What needs to be done:
Write out every line of the records below, requests included, and raise each point coordinate in the answers by 51. Leave the requests and their format notes unchanged.

The data:

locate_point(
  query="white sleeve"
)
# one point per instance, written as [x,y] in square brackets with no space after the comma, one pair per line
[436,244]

Answer to this problem:
locate_point(
  query="white sleeve"
)
# one point per instance, written as [x,y] in square brackets with no space after the comma, one pair per line
[487,295]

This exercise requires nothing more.